**Task statement**
Rewrite the lines that begin with the one containing "point: black volcanic" and end with the one containing "column 51, row 64", replacing "sand" with "gravel" and leaving everything else unchanged. Give back only those lines.

**Data lines**

########

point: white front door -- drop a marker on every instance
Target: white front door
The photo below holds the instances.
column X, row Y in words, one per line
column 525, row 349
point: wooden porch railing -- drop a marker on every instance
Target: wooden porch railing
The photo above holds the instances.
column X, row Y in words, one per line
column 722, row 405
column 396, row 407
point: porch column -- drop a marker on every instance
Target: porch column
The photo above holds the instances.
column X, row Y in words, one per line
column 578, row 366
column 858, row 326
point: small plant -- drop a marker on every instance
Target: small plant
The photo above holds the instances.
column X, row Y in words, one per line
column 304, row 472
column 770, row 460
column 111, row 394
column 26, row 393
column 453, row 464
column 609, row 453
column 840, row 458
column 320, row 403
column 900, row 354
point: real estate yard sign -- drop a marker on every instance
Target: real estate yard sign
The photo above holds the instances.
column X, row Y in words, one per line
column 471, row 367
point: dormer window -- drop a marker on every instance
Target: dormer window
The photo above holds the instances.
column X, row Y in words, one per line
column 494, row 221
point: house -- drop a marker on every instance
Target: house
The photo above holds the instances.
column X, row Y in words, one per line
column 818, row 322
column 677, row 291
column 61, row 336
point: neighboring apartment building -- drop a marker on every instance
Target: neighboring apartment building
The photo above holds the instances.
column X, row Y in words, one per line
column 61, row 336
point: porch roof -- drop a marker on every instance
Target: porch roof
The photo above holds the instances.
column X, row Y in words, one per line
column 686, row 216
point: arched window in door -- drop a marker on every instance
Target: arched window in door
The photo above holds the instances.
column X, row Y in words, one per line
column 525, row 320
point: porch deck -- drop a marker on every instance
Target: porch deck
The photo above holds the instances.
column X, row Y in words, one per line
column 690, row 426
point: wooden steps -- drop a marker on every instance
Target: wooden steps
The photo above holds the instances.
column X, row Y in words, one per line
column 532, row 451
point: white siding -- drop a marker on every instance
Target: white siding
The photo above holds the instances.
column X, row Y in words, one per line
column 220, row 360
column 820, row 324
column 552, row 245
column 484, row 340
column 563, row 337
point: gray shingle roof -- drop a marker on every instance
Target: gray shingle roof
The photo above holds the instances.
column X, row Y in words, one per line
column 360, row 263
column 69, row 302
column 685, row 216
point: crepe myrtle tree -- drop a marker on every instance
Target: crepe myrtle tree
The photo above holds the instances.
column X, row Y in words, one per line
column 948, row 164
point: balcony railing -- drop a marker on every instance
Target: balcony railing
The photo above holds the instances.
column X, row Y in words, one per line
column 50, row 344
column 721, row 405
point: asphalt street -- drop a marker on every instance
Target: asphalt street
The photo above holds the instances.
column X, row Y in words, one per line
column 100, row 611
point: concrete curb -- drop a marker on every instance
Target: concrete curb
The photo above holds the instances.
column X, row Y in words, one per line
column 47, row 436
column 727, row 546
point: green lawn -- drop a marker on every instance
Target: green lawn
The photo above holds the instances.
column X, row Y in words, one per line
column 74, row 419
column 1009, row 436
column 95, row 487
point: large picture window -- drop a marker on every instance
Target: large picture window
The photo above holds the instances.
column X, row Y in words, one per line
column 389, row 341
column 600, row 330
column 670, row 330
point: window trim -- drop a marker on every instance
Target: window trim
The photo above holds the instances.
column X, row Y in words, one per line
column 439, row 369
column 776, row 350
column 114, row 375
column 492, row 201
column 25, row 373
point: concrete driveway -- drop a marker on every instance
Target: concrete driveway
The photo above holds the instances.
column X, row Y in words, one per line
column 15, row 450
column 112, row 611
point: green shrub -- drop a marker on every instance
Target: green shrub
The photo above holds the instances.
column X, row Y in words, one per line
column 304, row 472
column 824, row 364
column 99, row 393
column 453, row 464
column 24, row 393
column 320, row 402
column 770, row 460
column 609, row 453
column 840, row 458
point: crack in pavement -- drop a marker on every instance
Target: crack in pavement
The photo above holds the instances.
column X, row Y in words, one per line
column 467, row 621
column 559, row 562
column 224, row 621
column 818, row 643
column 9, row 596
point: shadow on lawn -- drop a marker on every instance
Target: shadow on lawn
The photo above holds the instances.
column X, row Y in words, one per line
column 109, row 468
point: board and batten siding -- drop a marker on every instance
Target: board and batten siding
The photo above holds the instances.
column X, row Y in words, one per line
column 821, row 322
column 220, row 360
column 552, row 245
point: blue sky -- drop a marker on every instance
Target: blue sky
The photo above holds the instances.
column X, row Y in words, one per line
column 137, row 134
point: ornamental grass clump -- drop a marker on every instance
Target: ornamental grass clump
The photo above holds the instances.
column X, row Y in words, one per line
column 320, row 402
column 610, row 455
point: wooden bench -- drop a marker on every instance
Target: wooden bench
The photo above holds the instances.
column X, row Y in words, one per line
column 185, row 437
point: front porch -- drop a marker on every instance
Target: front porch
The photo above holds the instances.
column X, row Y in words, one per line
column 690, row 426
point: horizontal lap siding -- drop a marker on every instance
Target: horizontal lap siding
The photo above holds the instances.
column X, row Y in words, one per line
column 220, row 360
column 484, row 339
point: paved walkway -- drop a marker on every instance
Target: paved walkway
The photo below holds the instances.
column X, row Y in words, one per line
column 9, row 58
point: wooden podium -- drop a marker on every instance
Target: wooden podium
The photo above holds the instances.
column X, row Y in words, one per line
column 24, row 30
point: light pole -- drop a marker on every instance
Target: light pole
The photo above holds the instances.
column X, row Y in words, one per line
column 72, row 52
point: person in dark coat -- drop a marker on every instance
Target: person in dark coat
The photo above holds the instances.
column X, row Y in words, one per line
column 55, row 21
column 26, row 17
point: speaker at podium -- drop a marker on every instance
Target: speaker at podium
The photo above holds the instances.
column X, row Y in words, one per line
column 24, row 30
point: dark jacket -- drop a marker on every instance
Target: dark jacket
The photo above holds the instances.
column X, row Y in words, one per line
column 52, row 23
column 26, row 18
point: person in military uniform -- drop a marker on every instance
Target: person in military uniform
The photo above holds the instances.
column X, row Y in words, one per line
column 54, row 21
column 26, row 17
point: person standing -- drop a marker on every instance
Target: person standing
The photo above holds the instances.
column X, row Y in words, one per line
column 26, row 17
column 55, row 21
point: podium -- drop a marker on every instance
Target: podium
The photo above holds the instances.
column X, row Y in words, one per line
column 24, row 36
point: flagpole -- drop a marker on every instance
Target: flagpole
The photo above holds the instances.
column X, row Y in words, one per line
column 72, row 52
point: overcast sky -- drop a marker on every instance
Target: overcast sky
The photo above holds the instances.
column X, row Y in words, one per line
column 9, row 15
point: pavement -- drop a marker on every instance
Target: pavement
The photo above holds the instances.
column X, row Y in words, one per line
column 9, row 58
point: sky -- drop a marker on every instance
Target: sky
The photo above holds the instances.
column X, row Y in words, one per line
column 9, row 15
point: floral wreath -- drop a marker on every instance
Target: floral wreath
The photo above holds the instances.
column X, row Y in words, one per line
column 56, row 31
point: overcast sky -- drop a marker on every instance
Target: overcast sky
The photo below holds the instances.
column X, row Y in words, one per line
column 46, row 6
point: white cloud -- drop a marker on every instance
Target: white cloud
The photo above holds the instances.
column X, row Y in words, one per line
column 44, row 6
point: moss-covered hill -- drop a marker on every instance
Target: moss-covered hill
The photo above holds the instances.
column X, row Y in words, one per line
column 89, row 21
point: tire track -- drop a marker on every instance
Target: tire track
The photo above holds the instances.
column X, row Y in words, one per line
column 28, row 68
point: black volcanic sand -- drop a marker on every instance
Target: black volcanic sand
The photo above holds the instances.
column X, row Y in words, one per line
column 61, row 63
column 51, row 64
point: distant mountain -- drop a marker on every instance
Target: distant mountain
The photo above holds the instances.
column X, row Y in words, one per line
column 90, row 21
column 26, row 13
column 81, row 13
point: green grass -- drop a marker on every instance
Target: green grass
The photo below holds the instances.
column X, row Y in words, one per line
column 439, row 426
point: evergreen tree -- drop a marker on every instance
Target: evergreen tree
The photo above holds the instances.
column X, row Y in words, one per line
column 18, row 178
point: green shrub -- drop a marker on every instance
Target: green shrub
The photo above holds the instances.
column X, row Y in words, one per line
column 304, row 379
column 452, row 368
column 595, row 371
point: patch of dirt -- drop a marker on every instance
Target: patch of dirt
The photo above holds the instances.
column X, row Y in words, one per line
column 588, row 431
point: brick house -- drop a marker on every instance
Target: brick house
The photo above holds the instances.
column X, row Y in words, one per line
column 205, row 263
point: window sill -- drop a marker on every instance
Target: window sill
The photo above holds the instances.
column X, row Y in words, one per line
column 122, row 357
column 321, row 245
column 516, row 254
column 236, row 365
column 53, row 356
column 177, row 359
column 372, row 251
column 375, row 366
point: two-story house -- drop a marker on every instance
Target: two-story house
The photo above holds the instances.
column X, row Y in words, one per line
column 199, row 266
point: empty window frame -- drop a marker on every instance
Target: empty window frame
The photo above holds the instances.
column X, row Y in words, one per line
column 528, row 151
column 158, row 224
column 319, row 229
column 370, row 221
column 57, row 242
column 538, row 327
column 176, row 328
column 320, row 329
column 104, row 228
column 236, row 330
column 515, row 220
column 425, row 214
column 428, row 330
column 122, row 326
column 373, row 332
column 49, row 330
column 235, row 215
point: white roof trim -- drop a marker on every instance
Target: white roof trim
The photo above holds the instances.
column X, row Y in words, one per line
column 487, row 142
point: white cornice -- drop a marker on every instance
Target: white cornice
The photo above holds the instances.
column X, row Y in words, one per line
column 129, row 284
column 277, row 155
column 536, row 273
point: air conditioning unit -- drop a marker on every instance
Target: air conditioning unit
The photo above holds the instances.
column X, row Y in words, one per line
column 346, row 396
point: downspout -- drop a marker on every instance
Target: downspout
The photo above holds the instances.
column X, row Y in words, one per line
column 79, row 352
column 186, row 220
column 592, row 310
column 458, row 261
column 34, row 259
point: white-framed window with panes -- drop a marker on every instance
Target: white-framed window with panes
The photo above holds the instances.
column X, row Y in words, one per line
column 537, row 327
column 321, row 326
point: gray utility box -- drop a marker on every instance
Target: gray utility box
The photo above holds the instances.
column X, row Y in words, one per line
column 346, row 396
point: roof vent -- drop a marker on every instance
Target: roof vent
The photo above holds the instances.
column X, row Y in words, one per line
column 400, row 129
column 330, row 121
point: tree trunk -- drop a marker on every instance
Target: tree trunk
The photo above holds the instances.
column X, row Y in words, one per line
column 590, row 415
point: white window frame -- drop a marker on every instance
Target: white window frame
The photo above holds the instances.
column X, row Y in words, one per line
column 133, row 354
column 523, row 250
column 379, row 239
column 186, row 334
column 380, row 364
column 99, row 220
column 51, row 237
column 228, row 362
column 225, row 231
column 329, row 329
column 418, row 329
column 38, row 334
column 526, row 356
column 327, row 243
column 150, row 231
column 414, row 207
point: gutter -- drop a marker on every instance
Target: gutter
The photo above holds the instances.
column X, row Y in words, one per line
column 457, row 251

########

**Result of the exercise**
point: black volcanic gravel -- drop a marker on every instance
Target: black volcanic gravel
The photo above holds the instances.
column X, row Y in words, one per line
column 61, row 63
column 51, row 64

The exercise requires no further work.